● **WHAT IS EXPECTED**
All of the records below should be output exactly.

● **ROWS**
§ §

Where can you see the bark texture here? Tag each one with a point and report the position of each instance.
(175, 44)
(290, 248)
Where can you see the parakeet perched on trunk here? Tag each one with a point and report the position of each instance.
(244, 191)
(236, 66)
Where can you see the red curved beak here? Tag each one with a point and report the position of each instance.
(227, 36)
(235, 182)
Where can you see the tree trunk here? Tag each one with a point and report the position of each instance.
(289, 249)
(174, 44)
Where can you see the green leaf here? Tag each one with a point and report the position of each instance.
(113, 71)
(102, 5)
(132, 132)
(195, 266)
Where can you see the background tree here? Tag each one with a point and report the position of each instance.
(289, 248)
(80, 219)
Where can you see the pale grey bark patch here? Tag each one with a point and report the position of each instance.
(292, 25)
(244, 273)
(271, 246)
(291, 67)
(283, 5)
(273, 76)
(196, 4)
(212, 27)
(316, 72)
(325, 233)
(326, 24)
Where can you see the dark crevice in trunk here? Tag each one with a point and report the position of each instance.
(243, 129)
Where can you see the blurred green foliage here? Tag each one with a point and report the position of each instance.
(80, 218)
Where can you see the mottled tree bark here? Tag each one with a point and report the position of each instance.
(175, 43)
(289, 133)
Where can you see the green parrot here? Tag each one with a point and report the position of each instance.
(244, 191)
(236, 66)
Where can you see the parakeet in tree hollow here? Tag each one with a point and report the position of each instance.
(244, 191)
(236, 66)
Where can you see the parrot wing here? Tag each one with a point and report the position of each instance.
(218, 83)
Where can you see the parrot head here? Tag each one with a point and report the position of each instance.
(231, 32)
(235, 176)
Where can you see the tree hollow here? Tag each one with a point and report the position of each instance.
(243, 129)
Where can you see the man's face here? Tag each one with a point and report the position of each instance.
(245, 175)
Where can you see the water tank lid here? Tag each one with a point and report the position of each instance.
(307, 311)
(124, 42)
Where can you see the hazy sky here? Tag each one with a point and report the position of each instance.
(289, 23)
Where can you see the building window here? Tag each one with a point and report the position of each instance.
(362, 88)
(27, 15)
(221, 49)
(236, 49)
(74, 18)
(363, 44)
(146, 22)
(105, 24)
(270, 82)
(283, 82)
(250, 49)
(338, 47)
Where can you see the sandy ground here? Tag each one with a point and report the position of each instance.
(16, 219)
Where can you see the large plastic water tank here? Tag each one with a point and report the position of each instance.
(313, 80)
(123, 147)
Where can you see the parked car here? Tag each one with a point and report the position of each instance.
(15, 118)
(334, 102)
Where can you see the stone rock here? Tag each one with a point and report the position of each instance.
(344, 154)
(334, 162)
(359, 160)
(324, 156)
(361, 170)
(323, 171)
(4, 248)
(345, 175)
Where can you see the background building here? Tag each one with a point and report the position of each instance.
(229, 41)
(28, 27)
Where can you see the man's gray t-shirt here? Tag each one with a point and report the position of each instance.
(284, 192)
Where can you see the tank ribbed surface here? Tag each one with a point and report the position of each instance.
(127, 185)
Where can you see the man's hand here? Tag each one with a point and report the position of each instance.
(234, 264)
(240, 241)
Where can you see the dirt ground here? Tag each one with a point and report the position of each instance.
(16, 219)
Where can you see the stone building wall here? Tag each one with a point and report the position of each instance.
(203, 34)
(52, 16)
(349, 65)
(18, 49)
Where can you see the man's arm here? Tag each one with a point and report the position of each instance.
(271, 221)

§ §

● **RESULT OF THIS TASK**
Where can you see the bark texture here? Tag each one with a point and report the position of each instance.
(175, 44)
(290, 248)
Where can you see the parakeet perched on trunk here? Tag each one with a point and report the position of each instance.
(244, 191)
(236, 66)
Where can you see the red curved beak here? Tag each one with a point and report the position of each instance.
(227, 36)
(235, 182)
Where can you see the tree trunk here? Tag each one with a point and report the position of each instance.
(289, 249)
(174, 44)
Where can you see the green leaf here? Tag each one with a point and report the position of each instance.
(113, 71)
(102, 5)
(132, 132)
(195, 266)
Where can you see the background tree here? Tag each one with a point and report the position of each instance.
(289, 248)
(80, 219)
Where can you see the pale grey bark patch here? Tag each one with a point and report the position of each instance.
(292, 25)
(244, 273)
(271, 246)
(291, 67)
(283, 5)
(273, 76)
(196, 4)
(212, 27)
(316, 72)
(325, 233)
(326, 24)
Where can you see the dark crevice in trunk here? Tag each one with a point and report the position of each instance.
(243, 129)
Where can you see the blurred green foliage here? Tag each one with a point and report the position of each instance.
(80, 218)
Where can you see the mottled tree bark here? Tag each one with a point and report the position of each instance.
(175, 43)
(289, 133)
Where can you see the green parrot here? Tag each one with a point and report the position of each instance.
(244, 191)
(236, 66)
Where can you see the parakeet in tree hollow here? Tag each one with a point and report the position of each instance.
(244, 191)
(236, 66)
Where can you see the parrot wing here? Tag each one with a point and report the position of each instance.
(218, 83)
Where can you see the parrot head here? Tag each one with a point and report the position of each instance.
(231, 32)
(235, 176)
Where can you see the tree hollow here? Tag each one with a point and report the position of each instance.
(243, 129)
Where can you see the man's face here? Tag each one with a point and report the position of each instance.
(245, 175)
Where can you see the water tank lid here? Tag each one with a point and report the position of each instance.
(307, 311)
(124, 42)
Where can you see the hazy sky here? Tag each one with a point and report the position of each instance.
(289, 23)
Where can you see the building window here? Tag each one with a point and report the position of each instance.
(362, 88)
(27, 15)
(221, 49)
(236, 49)
(74, 18)
(363, 44)
(146, 22)
(105, 24)
(270, 82)
(283, 82)
(250, 49)
(338, 47)
Where can you see the sandy ground here? Tag each one with a point and report the position of each instance.
(16, 219)
Where can you see the large plastic water tank here? Tag each one with a point and report the position of each instance.
(313, 80)
(123, 147)
Where can you see the parked car here? Tag each one with a point and report the position of each instance.
(15, 118)
(334, 102)
Where can you see the stone rock here? Tag each one with a point and report the position of each instance.
(344, 154)
(334, 162)
(359, 160)
(324, 156)
(361, 170)
(323, 171)
(4, 248)
(345, 175)
Where can you see the background building here? Tag each one with a point and report the position of each instance.
(229, 41)
(28, 27)
Where can you see the man's gray t-shirt here? Tag each one with a point and report the position of each instance.
(284, 192)
Where can you see the tank ribbed surface here? Tag each one with a point and report the position of each instance.
(127, 185)
Where can you see the man's hand here? Tag each one with a point and report the position of each instance.
(234, 264)
(240, 241)
Where can you see the dirt ground here? Tag each one with a point and report the position of each instance.
(16, 219)
Where can you see the stone building wall here? Tag each one with a point and report the position of each instance.
(203, 34)
(52, 16)
(349, 65)
(18, 49)
Where can you see the man's arm here? Tag each one with a point and report the position of each instance.
(271, 221)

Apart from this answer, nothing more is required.